- WRITTEN INSTRUCTION -
Set down all of the data that follows word for word, without the images.

- DATASET ENTRIES -
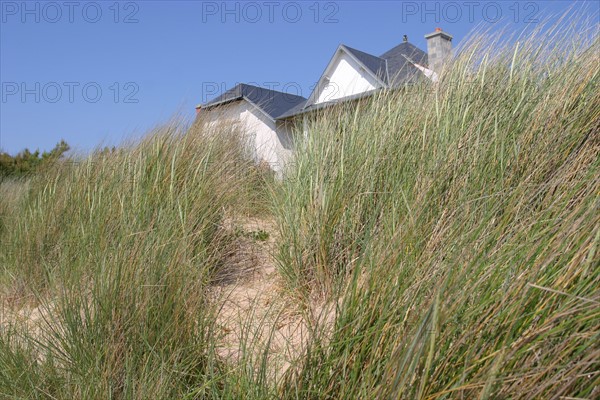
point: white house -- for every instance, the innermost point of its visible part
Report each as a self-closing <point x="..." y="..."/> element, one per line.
<point x="268" y="116"/>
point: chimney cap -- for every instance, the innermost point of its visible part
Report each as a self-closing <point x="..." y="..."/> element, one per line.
<point x="439" y="32"/>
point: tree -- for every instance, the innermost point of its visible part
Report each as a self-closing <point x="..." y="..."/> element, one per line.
<point x="26" y="162"/>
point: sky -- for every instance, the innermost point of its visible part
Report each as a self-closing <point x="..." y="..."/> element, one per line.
<point x="96" y="73"/>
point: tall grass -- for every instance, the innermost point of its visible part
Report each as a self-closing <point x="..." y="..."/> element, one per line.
<point x="117" y="253"/>
<point x="457" y="225"/>
<point x="454" y="225"/>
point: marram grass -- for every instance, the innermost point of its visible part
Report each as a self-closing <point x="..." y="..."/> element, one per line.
<point x="455" y="225"/>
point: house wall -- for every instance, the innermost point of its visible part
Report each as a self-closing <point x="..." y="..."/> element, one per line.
<point x="268" y="144"/>
<point x="346" y="78"/>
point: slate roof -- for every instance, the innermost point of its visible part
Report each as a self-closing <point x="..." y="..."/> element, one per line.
<point x="376" y="65"/>
<point x="395" y="68"/>
<point x="302" y="108"/>
<point x="400" y="61"/>
<point x="271" y="102"/>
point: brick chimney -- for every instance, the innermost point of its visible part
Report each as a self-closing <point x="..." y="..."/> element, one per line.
<point x="439" y="49"/>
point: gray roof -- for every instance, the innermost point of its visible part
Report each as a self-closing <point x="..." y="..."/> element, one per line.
<point x="400" y="61"/>
<point x="376" y="65"/>
<point x="394" y="67"/>
<point x="302" y="108"/>
<point x="271" y="102"/>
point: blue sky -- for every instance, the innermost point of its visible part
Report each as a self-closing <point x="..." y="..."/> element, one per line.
<point x="96" y="73"/>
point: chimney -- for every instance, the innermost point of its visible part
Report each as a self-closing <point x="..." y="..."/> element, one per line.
<point x="439" y="49"/>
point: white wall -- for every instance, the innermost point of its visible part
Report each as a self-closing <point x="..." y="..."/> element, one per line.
<point x="346" y="78"/>
<point x="269" y="146"/>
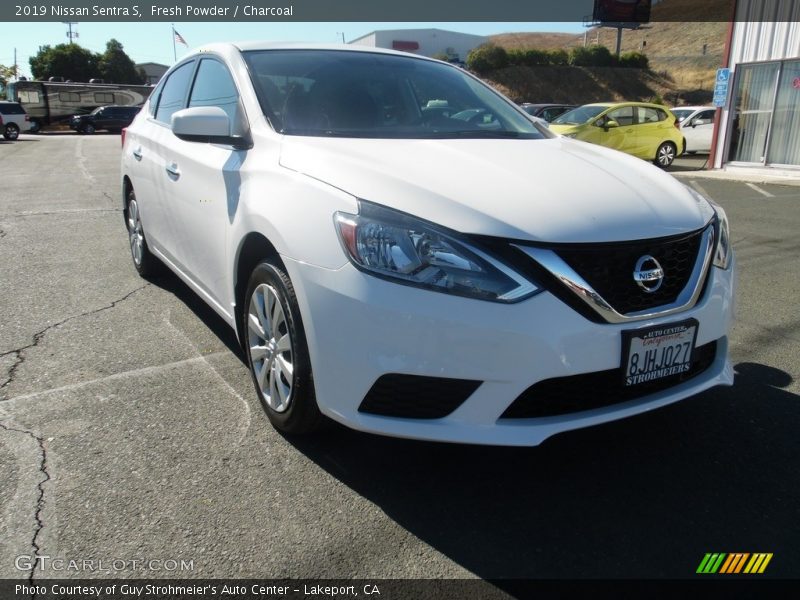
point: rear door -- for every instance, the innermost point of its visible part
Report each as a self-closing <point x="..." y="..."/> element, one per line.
<point x="148" y="156"/>
<point x="203" y="186"/>
<point x="620" y="137"/>
<point x="649" y="131"/>
<point x="698" y="131"/>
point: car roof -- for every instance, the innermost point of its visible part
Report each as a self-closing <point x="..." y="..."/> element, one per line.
<point x="545" y="105"/>
<point x="610" y="104"/>
<point x="246" y="46"/>
<point x="691" y="107"/>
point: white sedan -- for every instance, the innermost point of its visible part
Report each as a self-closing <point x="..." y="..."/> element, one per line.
<point x="697" y="126"/>
<point x="409" y="273"/>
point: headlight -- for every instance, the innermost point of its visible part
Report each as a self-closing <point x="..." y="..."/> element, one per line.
<point x="722" y="254"/>
<point x="722" y="250"/>
<point x="397" y="246"/>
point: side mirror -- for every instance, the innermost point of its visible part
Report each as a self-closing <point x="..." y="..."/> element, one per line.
<point x="207" y="124"/>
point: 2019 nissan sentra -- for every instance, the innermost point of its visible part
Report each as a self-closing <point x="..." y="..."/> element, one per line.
<point x="412" y="274"/>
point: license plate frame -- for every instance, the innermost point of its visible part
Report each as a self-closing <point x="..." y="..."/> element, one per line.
<point x="668" y="354"/>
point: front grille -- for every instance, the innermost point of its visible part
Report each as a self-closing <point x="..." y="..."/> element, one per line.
<point x="416" y="397"/>
<point x="576" y="393"/>
<point x="608" y="268"/>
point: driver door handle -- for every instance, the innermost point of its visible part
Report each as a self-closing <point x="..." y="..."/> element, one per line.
<point x="173" y="170"/>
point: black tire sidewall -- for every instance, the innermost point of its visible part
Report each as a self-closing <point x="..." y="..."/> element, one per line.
<point x="303" y="414"/>
<point x="149" y="264"/>
<point x="658" y="153"/>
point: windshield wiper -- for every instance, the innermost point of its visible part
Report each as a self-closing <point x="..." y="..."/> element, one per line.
<point x="476" y="133"/>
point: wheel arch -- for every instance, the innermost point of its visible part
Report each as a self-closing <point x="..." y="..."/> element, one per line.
<point x="253" y="249"/>
<point x="127" y="186"/>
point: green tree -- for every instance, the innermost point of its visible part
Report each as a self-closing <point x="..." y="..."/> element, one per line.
<point x="116" y="66"/>
<point x="6" y="74"/>
<point x="69" y="61"/>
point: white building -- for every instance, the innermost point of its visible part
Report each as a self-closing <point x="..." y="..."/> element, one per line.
<point x="759" y="127"/>
<point x="427" y="42"/>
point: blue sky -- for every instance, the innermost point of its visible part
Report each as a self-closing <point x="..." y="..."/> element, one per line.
<point x="152" y="42"/>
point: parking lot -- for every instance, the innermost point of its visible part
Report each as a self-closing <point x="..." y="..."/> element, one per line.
<point x="130" y="429"/>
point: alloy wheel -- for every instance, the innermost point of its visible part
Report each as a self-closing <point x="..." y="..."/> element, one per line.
<point x="271" y="348"/>
<point x="135" y="232"/>
<point x="666" y="154"/>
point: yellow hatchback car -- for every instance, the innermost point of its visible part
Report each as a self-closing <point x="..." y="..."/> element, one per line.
<point x="648" y="131"/>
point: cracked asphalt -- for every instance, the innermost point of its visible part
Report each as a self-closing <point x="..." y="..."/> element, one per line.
<point x="129" y="429"/>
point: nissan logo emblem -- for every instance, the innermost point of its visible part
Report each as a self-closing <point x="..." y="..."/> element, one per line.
<point x="648" y="274"/>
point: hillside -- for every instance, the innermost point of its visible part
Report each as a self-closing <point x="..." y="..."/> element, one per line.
<point x="685" y="55"/>
<point x="582" y="85"/>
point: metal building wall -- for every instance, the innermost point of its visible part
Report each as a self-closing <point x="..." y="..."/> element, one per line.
<point x="764" y="30"/>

- EXERCISE RESULT -
point: white house -- for every instance, the innermost point of its visible part
Report each as a self-closing <point x="..." y="..."/> element, one per line.
<point x="268" y="116"/>
point: chimney cap -- for every instance, the innermost point of its visible part
Report each as a self-closing <point x="..." y="..."/> element, one per line.
<point x="439" y="32"/>
point: tree -- for every instance, the innermost point of its visible part
Report each as a self-closing <point x="..." y="..."/> element, one per line.
<point x="26" y="162"/>
point: sky -- for every instance, the innermost point of its visible part
Report each as a self-closing <point x="..." y="..."/> element, one per line.
<point x="96" y="73"/>
point: tall grass -- for every instance, the innermost point of its visible part
Report each as a self-closing <point x="..." y="..."/> element, one per line.
<point x="117" y="253"/>
<point x="457" y="225"/>
<point x="454" y="225"/>
point: marram grass -- for every instance, the innermost point of its visible part
Report each as a self-closing <point x="..." y="..."/> element, one per line.
<point x="455" y="225"/>
point: house wall -- for every instance, the innermost point of its visible part
Report each as a self-closing <point x="..." y="..."/> element, one per line.
<point x="268" y="144"/>
<point x="346" y="78"/>
point: slate roof -- for every instance, the innermost point of its visible part
Report each as a self-closing <point x="..." y="..."/> element, one per line.
<point x="376" y="65"/>
<point x="395" y="68"/>
<point x="302" y="108"/>
<point x="400" y="61"/>
<point x="271" y="102"/>
point: brick chimney -- for every instance, the innermost point of its visible part
Report each as a self-closing <point x="..." y="..."/> element, one per line.
<point x="439" y="49"/>
point: gray roof -- for every instance, the innermost point of its visible part
Report each as a self-closing <point x="..." y="..."/> element, one per line.
<point x="400" y="61"/>
<point x="376" y="65"/>
<point x="394" y="67"/>
<point x="302" y="108"/>
<point x="271" y="102"/>
point: blue sky -- for every instance, the innermost point of its visible part
Report each as a self-closing <point x="..." y="..."/> element, one per line.
<point x="96" y="73"/>
point: chimney -- for every instance, the innermost point of its visible part
Report each as a self-closing <point x="..." y="..."/> element, one per line.
<point x="439" y="49"/>
point: white wall -- for every instance, the innermost point of its visible part
Report each as a self-closing <point x="..." y="..."/> element, one per line.
<point x="346" y="78"/>
<point x="269" y="146"/>
point: rear door -- for every instance, the innermost point of its visible part
Report each as a self-closing <point x="..." y="..."/> element, one per line.
<point x="148" y="156"/>
<point x="203" y="186"/>
<point x="620" y="137"/>
<point x="649" y="131"/>
<point x="698" y="131"/>
point: car roof -- for every instance, the innermost point of its visible part
Report each as a self-closing <point x="..." y="..."/> element, one per line.
<point x="545" y="105"/>
<point x="610" y="104"/>
<point x="246" y="46"/>
<point x="691" y="107"/>
point: white sedan -- for every instance, the innermost point of its visible part
Report each as a self-closing <point x="..." y="..."/> element, one per line.
<point x="697" y="126"/>
<point x="409" y="273"/>
point: headlight -- for every instance, the innermost point of its visible part
Report each as a self-closing <point x="..." y="..."/> element, one per line.
<point x="722" y="254"/>
<point x="722" y="250"/>
<point x="397" y="246"/>
point: side mirror -- for every instance, the innermost point of its visible part
Report each as a self-closing <point x="..." y="..."/> element, one per line.
<point x="207" y="124"/>
point: 2019 nissan sentra -- for every instance, the innermost point of its visible part
Report each as a self-closing <point x="..." y="..."/> element, one per line.
<point x="412" y="274"/>
point: license plate frame -- for every instance, the innermost point of its visible part
Report each as a self-closing <point x="..." y="..."/> element, one per line.
<point x="668" y="354"/>
point: front grille -- for every instance, the innermost point of its visible part
Report each as a self-closing <point x="..." y="..."/> element, one per line.
<point x="416" y="397"/>
<point x="576" y="393"/>
<point x="608" y="268"/>
point: driver door handle -- for every instance, the innermost point of its visible part
Report each as a self-closing <point x="..." y="..."/> element, one per line.
<point x="173" y="170"/>
point: black tire sidewall -- for every instance, the innermost point of its visible part
Report each as a self-closing <point x="..." y="..."/> element, one per line.
<point x="303" y="414"/>
<point x="149" y="264"/>
<point x="658" y="153"/>
point: windshield wiper -- for every instance, the innermost point of its visible part
Report each as a self-closing <point x="..." y="..."/> element, one per line.
<point x="476" y="133"/>
point: wheel arch -- for every instance, the innermost point of its visible part
Report each as a self-closing <point x="..." y="..."/> element, one per line.
<point x="253" y="249"/>
<point x="127" y="186"/>
point: green tree -- for every instance, the innermost point of its visible part
Report each as a self-closing <point x="..." y="..."/> element, one per line.
<point x="116" y="66"/>
<point x="6" y="74"/>
<point x="69" y="61"/>
point: white building -- for every instance, the innermost point of its visible part
Report each as a self-closing <point x="..." y="..."/> element, one per line.
<point x="759" y="127"/>
<point x="427" y="42"/>
point: blue sky -- for every instance, the innermost point of its visible part
Report each as a self-closing <point x="..." y="..."/> element, one per line.
<point x="152" y="42"/>
point: parking lot -- for every instance, the innermost point of its visible part
Report each as a self-closing <point x="..." y="..."/> element, one per line.
<point x="130" y="429"/>
point: alloy wheel -- for every instance, the innermost point of its visible part
Report each as a self-closing <point x="..." y="..."/> element, one per line.
<point x="271" y="348"/>
<point x="135" y="232"/>
<point x="666" y="154"/>
point: yellow hatchback car -- for every instance, the innermost point of its visible part
Report each as a self-closing <point x="..." y="..."/> element, one per line.
<point x="648" y="131"/>
point: cracked asphalt -- for every instance, the innermost point of its visible part
Report each as a self-closing <point x="..." y="..."/> element, one per line.
<point x="129" y="429"/>
point: nissan logo emblem -- for every instance, the innermost point of its visible part
Report each as a self-closing <point x="..." y="..."/> element, one per line.
<point x="648" y="274"/>
point: hillside -- for every instance, the innermost point of its visible part
Report each as a self-closing <point x="..." y="..."/> element, one per line.
<point x="685" y="55"/>
<point x="582" y="85"/>
point: metal building wall -- for every instance, the innermost point of its visible part
Report each as a self-closing <point x="..." y="..."/> element, one per line.
<point x="764" y="30"/>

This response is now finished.